→ **Goal of the exercise**: The number needed is how many lines in these entries contain "sheer"; give it alone.

→ **Data in this exercise**:
BEGIN

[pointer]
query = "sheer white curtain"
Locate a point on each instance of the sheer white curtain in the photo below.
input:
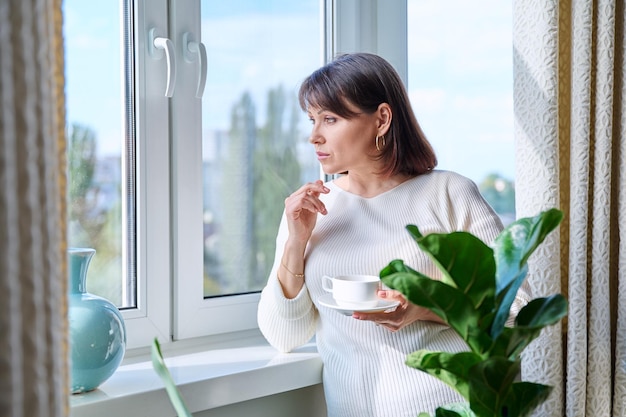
(33, 341)
(570, 115)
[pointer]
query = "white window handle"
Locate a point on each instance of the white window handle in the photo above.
(192, 48)
(156, 44)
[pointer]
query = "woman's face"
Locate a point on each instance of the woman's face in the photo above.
(344, 144)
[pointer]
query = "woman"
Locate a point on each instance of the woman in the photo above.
(365, 129)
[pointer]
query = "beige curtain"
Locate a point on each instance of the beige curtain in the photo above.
(570, 129)
(33, 344)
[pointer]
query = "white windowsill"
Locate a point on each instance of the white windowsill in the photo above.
(235, 371)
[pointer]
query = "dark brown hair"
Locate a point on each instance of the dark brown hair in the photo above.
(366, 81)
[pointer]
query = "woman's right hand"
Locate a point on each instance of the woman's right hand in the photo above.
(301, 209)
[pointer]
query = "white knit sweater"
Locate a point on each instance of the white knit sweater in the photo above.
(365, 374)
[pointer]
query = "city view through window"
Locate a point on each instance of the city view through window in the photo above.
(254, 134)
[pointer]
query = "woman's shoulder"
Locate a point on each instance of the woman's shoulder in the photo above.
(443, 177)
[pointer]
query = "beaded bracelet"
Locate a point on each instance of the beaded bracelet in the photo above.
(301, 276)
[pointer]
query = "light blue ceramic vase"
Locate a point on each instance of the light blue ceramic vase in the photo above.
(96, 327)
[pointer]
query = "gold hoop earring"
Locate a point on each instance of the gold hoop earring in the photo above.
(383, 138)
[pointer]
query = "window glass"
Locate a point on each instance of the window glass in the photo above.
(460, 74)
(97, 196)
(255, 151)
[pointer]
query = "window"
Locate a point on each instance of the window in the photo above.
(97, 196)
(154, 173)
(461, 85)
(185, 138)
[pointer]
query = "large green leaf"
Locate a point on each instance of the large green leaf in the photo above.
(455, 410)
(451, 368)
(512, 248)
(525, 397)
(490, 382)
(512, 341)
(449, 303)
(172, 390)
(466, 262)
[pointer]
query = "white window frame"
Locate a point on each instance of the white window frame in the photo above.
(151, 317)
(170, 303)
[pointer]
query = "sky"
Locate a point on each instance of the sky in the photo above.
(460, 70)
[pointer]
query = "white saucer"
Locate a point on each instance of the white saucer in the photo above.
(328, 301)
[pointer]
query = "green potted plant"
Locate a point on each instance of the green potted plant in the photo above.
(474, 298)
(174, 395)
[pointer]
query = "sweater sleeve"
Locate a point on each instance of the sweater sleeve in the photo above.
(285, 323)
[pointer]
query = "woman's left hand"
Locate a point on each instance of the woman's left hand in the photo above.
(405, 314)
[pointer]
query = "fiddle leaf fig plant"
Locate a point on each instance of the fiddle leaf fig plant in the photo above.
(474, 298)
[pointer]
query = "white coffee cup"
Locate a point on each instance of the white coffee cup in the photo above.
(353, 291)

END

→ **Output of the task**: 2